═════ TRECHO DA PÁGINA

O professor conta que, quando começaram as discussões sobre a convergência, em 2008, havia um excesso de otimismo com relação ao tempo de conclusão. Contudo, os desafios começaram a surgir, entre eles a falta de informações, de qualificação profissional e de processos preparados para atender aos requisitos da nova norma. “A convergência é um desafio muito grande devido ao volume de entidades, informações e até pessoas envolvidas. Na Inglaterra, o processo completo levou cerca de dez anos”, acrescenta McManus.

Minas lidera a convergência no Brasil

Minas Gerais, Santa Catarina, Rio de Janeiro, Rio Grande do Sul, São Paulo, Alagoas, Pernambuco, Pará e Paraíba são os Estados precursores na convergência.

Alguns estão mais avançados, como é o caso de Minas Gerais.

O processo de convergência mineiro começou bem cedo. O Plano de Contas passou a ser trabalhado em 2011, mas as discussões do grupo de trabalho interno junto à Secretaria do Tesouro Nacional foram iniciadas em 2008.

“Minas já tinha diversas ações em desenvolvimento visando ao reconhecimento dos ativos, bens móveis e imóveis, inclusive, sistemas integrados. Isso facilitou nosso trabalho”, conta Maria da Conceição Barros de Rezende Ladeira, superintendente da Central de Contadoria Geral, da Secretaria de Estado de Fazenda de Minas Gerais.

Para preservar sua estrutura contábil e antecipar as informações de balanço do Governo, o Estado desenvolveu seu novo sistema de forma que a contabilidade anterior fosse mantida, como backup. “Isso reforçou a segurança da validação do processo e nos mostrou os caminhos que precisavam de ajustes no decorrer de 2013”, explica a superintendente.

Hoje, com todas as informações implantadas no sistema, de acordo com a nova estrutura padronizada pelo Governo Federal, Minas tem novas metas. “No final de 2013, fizemos a atualização dos bens móveis e imóveis dos órgãos e entidades do Governo de Minas, tudo avaliado no valor presente. Agora, temos como objetivo a parte de bens de infraestrutura, trabalhar receita por competência e o sistema de custos”, diz.

São Paulo acelera o passo

Também em dia com a STN, o Plano de Contas do Estado de São Paulo foi inaugurado no início de janeiro. “O Estado tem cerca de 1.200 eventos contábeis. Todos foram revistos e adaptados do plano antigo para o novo e isso envolveu cerca de seis mil contas contábeis”, explica Roberto Yoshikazu Yamazaki, coordenador de Administração Financeira da Secretaria da Fazenda do Estado. A estruturação no Estado começou em 2011, quando foi criado um grupo de trabalho interno. A partir de 2013, foi contratada uma assessoria externa.

══════════

### TAREFAS A REALIZAR:
A. No trecho sobre a convergência contábil, por que Minas Gerais manteve a contabilidade anterior ao desenvolver seu novo sistema? Responda em uma a três frases.
B. Prossiga com o trecho sobre a convergência contábil a partir da última frase apresentada.

═════ REGISTROS BRUTOS

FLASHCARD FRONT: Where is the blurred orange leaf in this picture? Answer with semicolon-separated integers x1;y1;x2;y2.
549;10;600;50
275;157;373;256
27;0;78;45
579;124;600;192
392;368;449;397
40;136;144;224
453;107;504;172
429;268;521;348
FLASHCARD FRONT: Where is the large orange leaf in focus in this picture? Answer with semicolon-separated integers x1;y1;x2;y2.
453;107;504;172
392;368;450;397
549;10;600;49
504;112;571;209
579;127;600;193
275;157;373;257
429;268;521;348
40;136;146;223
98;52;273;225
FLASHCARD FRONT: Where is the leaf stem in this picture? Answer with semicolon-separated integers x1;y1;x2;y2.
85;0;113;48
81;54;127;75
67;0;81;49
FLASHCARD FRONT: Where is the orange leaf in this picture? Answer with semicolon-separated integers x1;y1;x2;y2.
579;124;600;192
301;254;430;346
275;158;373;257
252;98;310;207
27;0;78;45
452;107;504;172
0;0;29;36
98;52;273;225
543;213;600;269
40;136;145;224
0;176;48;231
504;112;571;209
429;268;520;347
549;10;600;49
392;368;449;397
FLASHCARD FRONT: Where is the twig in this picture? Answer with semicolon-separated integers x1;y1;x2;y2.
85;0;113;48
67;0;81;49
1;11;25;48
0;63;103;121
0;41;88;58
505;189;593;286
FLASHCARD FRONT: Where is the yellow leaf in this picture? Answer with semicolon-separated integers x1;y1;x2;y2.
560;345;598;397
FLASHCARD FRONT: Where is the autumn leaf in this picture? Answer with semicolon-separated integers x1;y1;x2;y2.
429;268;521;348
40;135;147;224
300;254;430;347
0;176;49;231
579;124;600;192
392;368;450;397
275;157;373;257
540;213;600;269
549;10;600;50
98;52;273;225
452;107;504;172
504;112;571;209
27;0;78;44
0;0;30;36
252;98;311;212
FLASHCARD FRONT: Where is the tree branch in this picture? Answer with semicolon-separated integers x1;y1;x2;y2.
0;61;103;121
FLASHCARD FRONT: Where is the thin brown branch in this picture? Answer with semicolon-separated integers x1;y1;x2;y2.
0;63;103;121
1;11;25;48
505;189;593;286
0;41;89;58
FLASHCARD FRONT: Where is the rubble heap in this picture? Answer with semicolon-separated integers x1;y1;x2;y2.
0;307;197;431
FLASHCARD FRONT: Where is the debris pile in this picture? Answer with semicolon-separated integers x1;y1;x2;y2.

══════════

### RESPOSTAS ÀS TAREFAS:
A. Minas Gerais manteve a contabilidade anterior como backup para preservar sua estrutura contábil e antecipar as informações de balanço do Governo. Segundo a superintendente, isso reforçou a segurança da validação do processo e mostrou os caminhos que precisavam de ajustes no decorrer de 2013.

B.
De acordo com Yamazaki, o maior desafio ainda está a caminho: começar os novos lançamentos agregando o conceito de competência. “Vamos ter de fazer o roteiro contábil para contabilizar os bens do Estado a valor justo.

Conseqüentemente, vamos introduzir o conceito da depreciação, que também não existe na contabilidade pública tradicional”, detalha.

Rio investe na capacitação de técnicos

A Controladoria Geral do Município do Rio iniciou o trabalho de adaptação às novas normas em 2008. “Fizemos estudos para otimizar o fluxo de informações e adequar o sistema contábil, que passou por uma remodelagem para atender à nova metodologia, focada em aspectos patrimoniais. Concluída essa fase, iniciamos a capacitação dos servidores municipais envolvidos, tanto na abordagem teórica quanto no sistema informatizado de contabilidade”, conta Antonio Cesar Cavalcanti, controlador geral do município.

A prefeitura agora implementa o Plano de Contas e Demonstrações Contábeis Aplicadas ao Setor Público. Para 2015, a meta é prosseguir a sistematização das informações e o treinamento de pessoal. “A adequação tecnológica é fundamental, mas a capacitação de pessoas e o comprometimento dos gestores que geram a informação são o centro nervoso do processo”, conclui.

Processo é irreversível

Para as regiões que ainda “patinam” na nova contabilidade, é difícil estabelecer uma orientação genérica. “Alguns Estados dependem de atualizações de sistemas por parte do Serpro – Serviço Federal de Processamento de Dados.

Outros Estados e municípios optaram por sistemas independentes ou, mesmo, pela contratação de serviços de firmas de contabilidade. O importante é observar que o processo é irreversível: todo o setor público caminha para a convergência”, diz Alberto Gergull, consultor da Fipecafi.

Em janeiro, a CNM – Confederação Nacional de Municípios entregou ofício à Secretaria do Tesouro com as demandas dos municípios a partir de diagnóstico da contabilidade municipal. Segundo pesquisa da entidade, 47% dos 3.396 municípios adaptarão os sistemas contábeis ao longo deste ano.

Lembrando que o prazo para a consolidação das contas nacionais é 2015, a entidade manifesta preocupação, pois os municípios que só conseguirem adaptar seus sistemas no final deste ano não terão condições de atender a essa exigência. Para a CNM, a consolidação das contas nacionais deve ser prorrogada para 2016.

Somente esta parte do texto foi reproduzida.